(Collected data)
----

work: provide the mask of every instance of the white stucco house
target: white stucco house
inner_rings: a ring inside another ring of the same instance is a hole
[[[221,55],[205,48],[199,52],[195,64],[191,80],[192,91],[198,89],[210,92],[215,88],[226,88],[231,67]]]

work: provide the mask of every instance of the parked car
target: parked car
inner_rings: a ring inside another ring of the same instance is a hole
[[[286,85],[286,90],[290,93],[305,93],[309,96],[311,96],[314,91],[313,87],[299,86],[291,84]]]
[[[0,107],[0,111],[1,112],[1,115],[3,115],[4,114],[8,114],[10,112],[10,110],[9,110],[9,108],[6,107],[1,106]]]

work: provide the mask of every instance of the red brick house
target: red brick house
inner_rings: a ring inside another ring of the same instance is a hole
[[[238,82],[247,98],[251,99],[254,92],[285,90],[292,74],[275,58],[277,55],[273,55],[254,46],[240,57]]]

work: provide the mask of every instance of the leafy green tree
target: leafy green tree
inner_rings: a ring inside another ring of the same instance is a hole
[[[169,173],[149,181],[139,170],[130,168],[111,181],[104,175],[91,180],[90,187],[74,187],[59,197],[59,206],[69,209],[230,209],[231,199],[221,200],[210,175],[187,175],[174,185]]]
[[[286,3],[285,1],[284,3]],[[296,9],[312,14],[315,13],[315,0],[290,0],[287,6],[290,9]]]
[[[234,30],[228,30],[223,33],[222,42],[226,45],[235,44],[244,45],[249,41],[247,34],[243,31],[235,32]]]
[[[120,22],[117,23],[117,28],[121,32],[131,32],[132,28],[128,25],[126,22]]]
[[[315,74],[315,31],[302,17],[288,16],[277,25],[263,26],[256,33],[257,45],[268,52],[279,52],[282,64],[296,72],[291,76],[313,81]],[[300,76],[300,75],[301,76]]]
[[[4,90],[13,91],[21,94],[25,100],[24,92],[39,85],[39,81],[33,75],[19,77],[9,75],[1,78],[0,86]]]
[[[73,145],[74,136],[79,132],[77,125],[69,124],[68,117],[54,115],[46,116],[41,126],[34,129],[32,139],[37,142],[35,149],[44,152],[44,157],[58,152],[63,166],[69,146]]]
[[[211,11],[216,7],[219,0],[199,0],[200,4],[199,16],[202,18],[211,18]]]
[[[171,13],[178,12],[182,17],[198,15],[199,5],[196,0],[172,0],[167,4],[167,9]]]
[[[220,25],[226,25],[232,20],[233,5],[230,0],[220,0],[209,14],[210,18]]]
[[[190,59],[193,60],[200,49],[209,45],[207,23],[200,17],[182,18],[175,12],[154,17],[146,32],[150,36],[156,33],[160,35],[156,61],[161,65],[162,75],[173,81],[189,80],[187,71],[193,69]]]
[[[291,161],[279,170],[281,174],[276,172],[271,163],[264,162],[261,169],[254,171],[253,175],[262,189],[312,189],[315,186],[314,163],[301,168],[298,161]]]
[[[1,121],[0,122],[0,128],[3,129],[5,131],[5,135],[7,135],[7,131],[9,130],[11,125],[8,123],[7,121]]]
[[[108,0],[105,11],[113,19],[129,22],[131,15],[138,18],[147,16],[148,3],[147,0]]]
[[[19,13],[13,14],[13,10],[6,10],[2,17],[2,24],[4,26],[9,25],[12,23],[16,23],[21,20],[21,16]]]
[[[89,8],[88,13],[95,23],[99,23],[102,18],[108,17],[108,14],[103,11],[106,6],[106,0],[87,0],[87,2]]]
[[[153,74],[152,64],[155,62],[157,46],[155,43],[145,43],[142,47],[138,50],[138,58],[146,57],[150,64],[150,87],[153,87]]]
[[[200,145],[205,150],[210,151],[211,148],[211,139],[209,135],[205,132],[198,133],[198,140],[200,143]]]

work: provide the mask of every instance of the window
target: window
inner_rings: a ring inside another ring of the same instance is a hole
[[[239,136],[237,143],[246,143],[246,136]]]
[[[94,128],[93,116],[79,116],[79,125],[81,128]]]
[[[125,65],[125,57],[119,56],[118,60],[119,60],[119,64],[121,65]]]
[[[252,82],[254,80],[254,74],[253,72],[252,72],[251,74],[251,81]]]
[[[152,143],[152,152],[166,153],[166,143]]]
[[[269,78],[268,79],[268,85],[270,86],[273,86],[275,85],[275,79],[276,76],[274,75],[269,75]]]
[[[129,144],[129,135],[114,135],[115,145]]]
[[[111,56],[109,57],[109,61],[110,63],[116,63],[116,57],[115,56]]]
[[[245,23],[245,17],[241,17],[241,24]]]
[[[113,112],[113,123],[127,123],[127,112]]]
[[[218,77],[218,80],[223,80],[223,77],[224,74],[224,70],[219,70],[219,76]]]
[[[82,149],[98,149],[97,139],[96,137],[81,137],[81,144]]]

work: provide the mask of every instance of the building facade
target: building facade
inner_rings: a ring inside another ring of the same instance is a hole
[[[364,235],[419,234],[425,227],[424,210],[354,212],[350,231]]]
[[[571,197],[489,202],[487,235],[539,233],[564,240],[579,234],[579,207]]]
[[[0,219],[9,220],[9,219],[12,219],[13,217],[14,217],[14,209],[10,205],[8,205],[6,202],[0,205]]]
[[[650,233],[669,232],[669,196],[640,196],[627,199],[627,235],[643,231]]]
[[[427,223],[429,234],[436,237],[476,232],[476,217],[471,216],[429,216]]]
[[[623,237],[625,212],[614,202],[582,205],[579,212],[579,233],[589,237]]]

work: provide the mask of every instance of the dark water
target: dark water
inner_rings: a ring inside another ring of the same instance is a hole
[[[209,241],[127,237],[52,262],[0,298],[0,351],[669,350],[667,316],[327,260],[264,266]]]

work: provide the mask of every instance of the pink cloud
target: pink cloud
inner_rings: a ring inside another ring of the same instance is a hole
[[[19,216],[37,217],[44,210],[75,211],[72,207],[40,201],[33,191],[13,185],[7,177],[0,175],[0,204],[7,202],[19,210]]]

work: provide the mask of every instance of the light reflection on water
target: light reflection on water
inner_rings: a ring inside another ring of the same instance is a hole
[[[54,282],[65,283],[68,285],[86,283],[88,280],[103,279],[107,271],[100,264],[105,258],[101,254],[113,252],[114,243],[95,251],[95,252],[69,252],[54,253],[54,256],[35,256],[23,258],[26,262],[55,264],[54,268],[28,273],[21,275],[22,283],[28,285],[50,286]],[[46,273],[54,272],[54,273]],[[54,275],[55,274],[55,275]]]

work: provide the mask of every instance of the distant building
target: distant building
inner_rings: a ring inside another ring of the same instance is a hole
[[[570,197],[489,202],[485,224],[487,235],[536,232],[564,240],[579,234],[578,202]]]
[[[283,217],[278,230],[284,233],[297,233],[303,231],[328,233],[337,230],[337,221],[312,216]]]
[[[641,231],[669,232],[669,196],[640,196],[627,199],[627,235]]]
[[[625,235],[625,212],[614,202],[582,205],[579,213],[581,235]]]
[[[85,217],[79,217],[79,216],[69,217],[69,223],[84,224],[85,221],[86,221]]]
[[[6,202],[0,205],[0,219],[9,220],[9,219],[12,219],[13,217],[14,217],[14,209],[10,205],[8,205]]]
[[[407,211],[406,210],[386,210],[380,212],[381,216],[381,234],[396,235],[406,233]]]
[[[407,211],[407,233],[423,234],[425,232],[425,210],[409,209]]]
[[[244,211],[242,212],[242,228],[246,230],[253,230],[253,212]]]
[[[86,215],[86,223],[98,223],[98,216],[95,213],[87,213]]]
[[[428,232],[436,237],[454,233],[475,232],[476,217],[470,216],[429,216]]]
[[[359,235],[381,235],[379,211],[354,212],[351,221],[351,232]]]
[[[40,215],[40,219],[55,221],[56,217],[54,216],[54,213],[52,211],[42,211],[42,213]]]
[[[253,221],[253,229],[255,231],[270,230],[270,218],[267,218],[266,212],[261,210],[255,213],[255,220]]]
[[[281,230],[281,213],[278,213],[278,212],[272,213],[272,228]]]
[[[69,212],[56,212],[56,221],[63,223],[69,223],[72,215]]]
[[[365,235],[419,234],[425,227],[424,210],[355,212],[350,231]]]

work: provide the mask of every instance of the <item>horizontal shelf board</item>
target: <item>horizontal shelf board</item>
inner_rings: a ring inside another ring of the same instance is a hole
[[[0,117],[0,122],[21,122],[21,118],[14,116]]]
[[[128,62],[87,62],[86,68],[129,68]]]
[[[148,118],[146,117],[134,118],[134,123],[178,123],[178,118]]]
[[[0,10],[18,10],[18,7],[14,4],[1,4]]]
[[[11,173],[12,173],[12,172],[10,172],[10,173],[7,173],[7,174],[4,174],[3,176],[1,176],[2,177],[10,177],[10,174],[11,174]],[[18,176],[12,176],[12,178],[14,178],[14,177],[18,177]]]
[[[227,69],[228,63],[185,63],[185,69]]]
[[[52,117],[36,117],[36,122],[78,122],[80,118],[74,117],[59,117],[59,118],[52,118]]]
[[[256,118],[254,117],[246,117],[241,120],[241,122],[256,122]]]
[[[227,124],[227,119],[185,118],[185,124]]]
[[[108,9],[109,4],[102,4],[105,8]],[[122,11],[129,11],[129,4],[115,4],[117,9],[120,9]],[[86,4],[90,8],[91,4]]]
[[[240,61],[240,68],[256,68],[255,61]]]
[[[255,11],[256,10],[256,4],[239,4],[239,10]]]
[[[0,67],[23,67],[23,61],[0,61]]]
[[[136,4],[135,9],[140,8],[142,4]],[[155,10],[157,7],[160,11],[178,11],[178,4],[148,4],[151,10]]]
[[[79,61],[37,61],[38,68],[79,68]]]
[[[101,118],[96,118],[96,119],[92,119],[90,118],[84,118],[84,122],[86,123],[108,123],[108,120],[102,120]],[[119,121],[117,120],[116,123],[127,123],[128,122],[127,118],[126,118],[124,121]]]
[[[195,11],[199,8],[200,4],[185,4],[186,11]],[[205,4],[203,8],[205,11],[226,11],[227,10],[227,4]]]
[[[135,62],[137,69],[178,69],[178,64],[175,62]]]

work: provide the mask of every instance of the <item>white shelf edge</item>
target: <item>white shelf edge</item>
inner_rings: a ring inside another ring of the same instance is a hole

----

### TASK DIRECTIONS
Repeat the entries between the lines holding "work: provide the mask of every instance of the window" and "[[[82,149],[98,149],[97,139],[96,137],[81,137],[81,144]]]", inclusive, with the request lines unchanged and every coordinate in the polygon outlines multiplied by 1.4, rounding to whole numbers with halves going up.

### CORRECT RESULT
work: provide the mask of every instance of the window
target: window
inner_rings: a ring inside another ring of the same instance is a hole
[[[335,190],[332,200],[344,200],[344,190]]]
[[[132,179],[130,162],[111,162],[111,175],[113,179]]]
[[[175,91],[175,80],[167,78],[165,84],[167,84],[167,90],[169,91]]]
[[[353,115],[356,112],[356,104],[354,101],[353,101],[351,104],[351,113]]]
[[[213,200],[213,213],[232,214],[232,200]]]
[[[377,109],[375,111],[375,119],[378,120],[382,120],[385,119],[385,111],[386,106],[384,105],[377,105]]]
[[[181,202],[181,189],[160,189],[161,203]]]
[[[155,78],[153,80],[153,85],[154,88],[162,88],[162,80],[161,78]]]
[[[343,32],[343,24],[337,24],[337,34]]]
[[[158,157],[158,172],[178,172],[178,157]]]
[[[305,108],[305,112],[312,112],[312,108],[314,104],[314,98],[307,98],[307,106]]]
[[[115,209],[137,209],[136,195],[134,192],[113,192],[113,202]]]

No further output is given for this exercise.